══ ENTRIES SUPPLIED

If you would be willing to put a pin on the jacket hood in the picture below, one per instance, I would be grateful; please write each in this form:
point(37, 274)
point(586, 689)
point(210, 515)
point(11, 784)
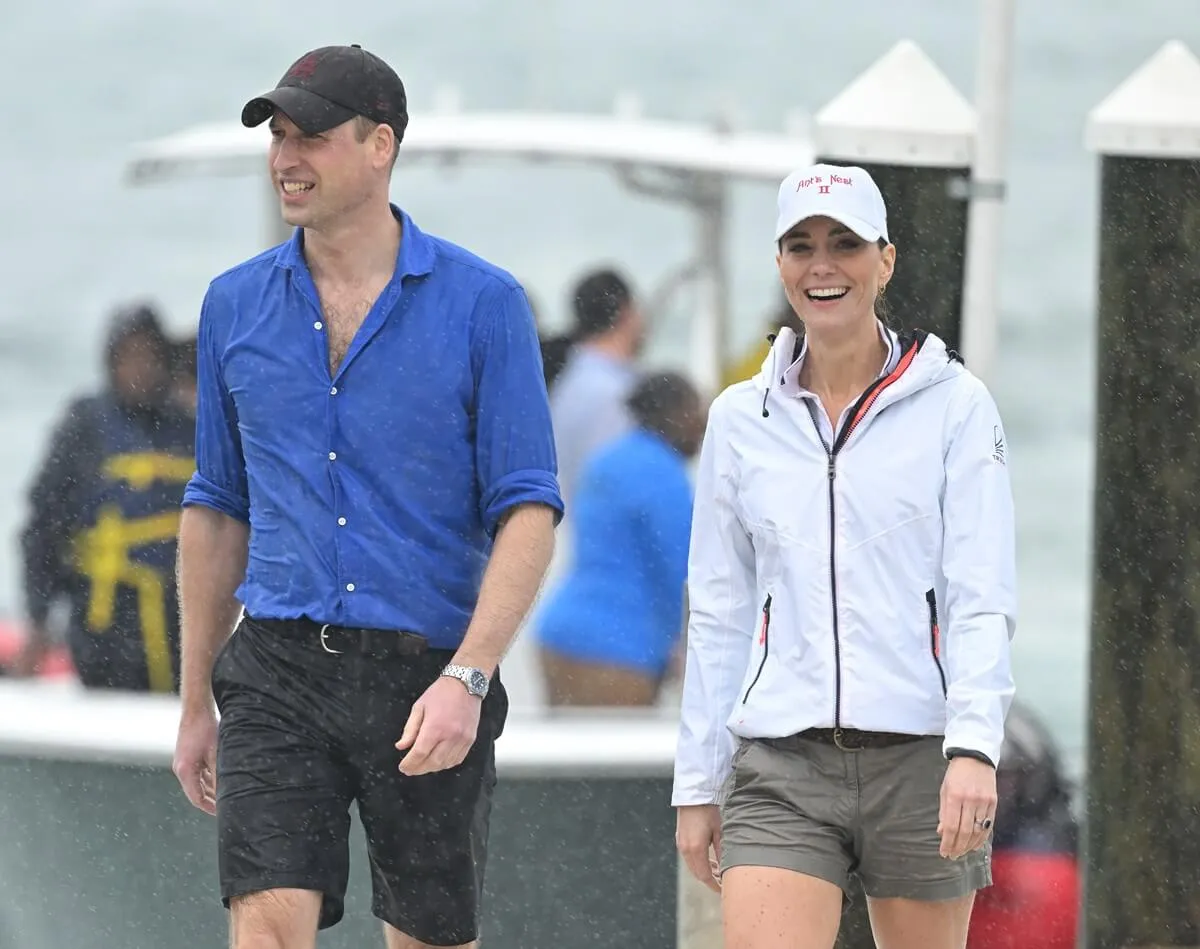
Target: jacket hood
point(929, 364)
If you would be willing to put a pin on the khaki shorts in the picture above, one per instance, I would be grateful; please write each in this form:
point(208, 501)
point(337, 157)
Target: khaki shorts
point(805, 805)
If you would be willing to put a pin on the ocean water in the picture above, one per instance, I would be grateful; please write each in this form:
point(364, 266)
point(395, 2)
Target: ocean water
point(84, 80)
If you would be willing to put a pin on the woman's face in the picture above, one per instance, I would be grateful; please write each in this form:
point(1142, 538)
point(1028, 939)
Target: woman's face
point(831, 275)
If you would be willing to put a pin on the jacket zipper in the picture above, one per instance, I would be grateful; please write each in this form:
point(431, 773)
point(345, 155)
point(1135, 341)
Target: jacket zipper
point(856, 414)
point(765, 642)
point(935, 636)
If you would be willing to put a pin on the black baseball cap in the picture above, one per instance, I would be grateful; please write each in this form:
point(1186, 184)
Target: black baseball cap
point(331, 85)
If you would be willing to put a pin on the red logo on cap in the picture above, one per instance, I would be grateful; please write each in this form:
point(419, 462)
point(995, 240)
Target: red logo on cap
point(819, 180)
point(305, 66)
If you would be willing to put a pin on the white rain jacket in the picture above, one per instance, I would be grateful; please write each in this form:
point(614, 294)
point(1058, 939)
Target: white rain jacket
point(865, 581)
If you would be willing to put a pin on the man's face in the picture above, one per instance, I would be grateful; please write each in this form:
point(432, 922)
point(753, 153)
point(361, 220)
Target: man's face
point(323, 178)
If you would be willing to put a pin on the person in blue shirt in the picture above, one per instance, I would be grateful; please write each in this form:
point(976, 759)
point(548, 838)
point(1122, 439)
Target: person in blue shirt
point(607, 632)
point(376, 486)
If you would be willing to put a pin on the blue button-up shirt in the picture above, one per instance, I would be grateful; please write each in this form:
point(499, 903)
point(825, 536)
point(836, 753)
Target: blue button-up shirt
point(372, 496)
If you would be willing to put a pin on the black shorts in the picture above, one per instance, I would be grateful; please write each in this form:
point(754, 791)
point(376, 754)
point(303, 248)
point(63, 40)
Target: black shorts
point(305, 731)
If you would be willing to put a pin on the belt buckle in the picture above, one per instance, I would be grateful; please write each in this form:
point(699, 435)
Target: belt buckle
point(324, 641)
point(838, 734)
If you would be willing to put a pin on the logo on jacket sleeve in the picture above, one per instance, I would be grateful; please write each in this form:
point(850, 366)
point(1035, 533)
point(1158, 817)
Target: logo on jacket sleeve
point(997, 445)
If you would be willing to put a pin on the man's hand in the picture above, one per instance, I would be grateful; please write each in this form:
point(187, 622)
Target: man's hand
point(969, 806)
point(441, 728)
point(196, 758)
point(699, 841)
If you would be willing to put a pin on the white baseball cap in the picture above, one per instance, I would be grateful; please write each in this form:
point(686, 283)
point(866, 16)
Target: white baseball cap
point(846, 193)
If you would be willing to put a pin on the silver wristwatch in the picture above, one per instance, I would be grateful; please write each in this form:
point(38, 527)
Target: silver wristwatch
point(475, 680)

════

TASK REQUIREMENTS
Leave the pictures out and reproduce each record exactly as written.

RESPONSE AREA
If you would be willing to put a pin on the jacket hood in the picture below, one per instance, I would be grateful; please write each in this form:
point(37, 274)
point(586, 689)
point(210, 515)
point(11, 784)
Target: jacket hood
point(929, 364)
If you would be willing to put a pin on the khaki shorts in the picture above, one per instance, I would be grateful; please write each in this form:
point(208, 501)
point(337, 157)
Target: khaki shorts
point(805, 805)
If you would be willing to put a pin on the ocean water in the picture above, one per instance, I would be grateful; please write each in this form:
point(364, 266)
point(395, 2)
Target: ocean water
point(84, 80)
If you would be willing to put a pin on the woman's face in the picture above, one per instance, I would be grateful; please write each in this form:
point(1142, 538)
point(1028, 939)
Target: woman's face
point(831, 275)
If you would be willing to put a pin on the jacket zipper in the picture above, one per instance, I would be grateful; please write each in this form:
point(431, 773)
point(345, 155)
point(1135, 341)
Target: jacket zipper
point(856, 414)
point(765, 642)
point(935, 636)
If you would be willing to put a pin on the black baseball cap in the picture above, one per instance, I would be grateful; please write each in this form:
point(1186, 184)
Target: black baseball cap
point(331, 85)
If you would be willing to put a pin on the red logo on cap in the picture above, one per instance, I would be grateful; please write each in this form:
point(419, 462)
point(995, 240)
Target: red logo on cap
point(819, 180)
point(305, 66)
If you would be willing to put a pin on the white rain jacket in the picture above, one per instance, I would be grateful; please write each in this form:
point(614, 294)
point(1058, 939)
Target: white rain jacket
point(865, 581)
If you would be willing to put a pin on the man's face in the picture above, one per instance, I would be grateful; please write each in this form:
point(432, 922)
point(753, 153)
point(361, 220)
Target: man's face
point(323, 178)
If you would be willing to put a pin on the person in blue shirt in the picture above, one per instance, I would be grateful; please write each in this form:
point(976, 759)
point(548, 838)
point(1122, 439)
Target: person in blue shirt
point(607, 632)
point(376, 486)
If you would be willing to put a pin on the blue button-up shirt in the picture above, one per instance, I would be grateful; please write each in this form:
point(499, 903)
point(825, 536)
point(836, 753)
Target: blue button-up shirt
point(372, 496)
If you would be willing to put a pin on the black shorts in the picture above, one per instance, I would be grateful; please write each in this form:
point(754, 791)
point(376, 754)
point(303, 248)
point(63, 40)
Target: black shorts
point(305, 731)
If you would be willing to put a pin on the belt buckle in the picture above, one per instance, I would be grateful; please write each in this form:
point(699, 435)
Target: belt buckle
point(324, 641)
point(838, 734)
If you would be willing to put a pin on the logo on jacket sleeve in the picture above, one per instance, I would be grateful; please write each in this form:
point(850, 366)
point(1035, 533)
point(1158, 817)
Target: logo on jacket sleeve
point(997, 445)
If you would be willing to put a pin on the man's hand in the picture above, one per instance, I would be grateful; please write each in this form:
point(187, 622)
Target: man's hand
point(969, 806)
point(441, 728)
point(196, 758)
point(699, 841)
If you would be willing to put a pin on the white baseball cap in the picture above, one per instance, I would be grateful; please write each in this form:
point(686, 283)
point(866, 16)
Target: white baseball cap
point(846, 193)
If you would be willing to put a pin on the silver wristwatch in the picture above, one per instance, I would be grateful; please write each in this form:
point(38, 527)
Target: silver wristwatch
point(475, 680)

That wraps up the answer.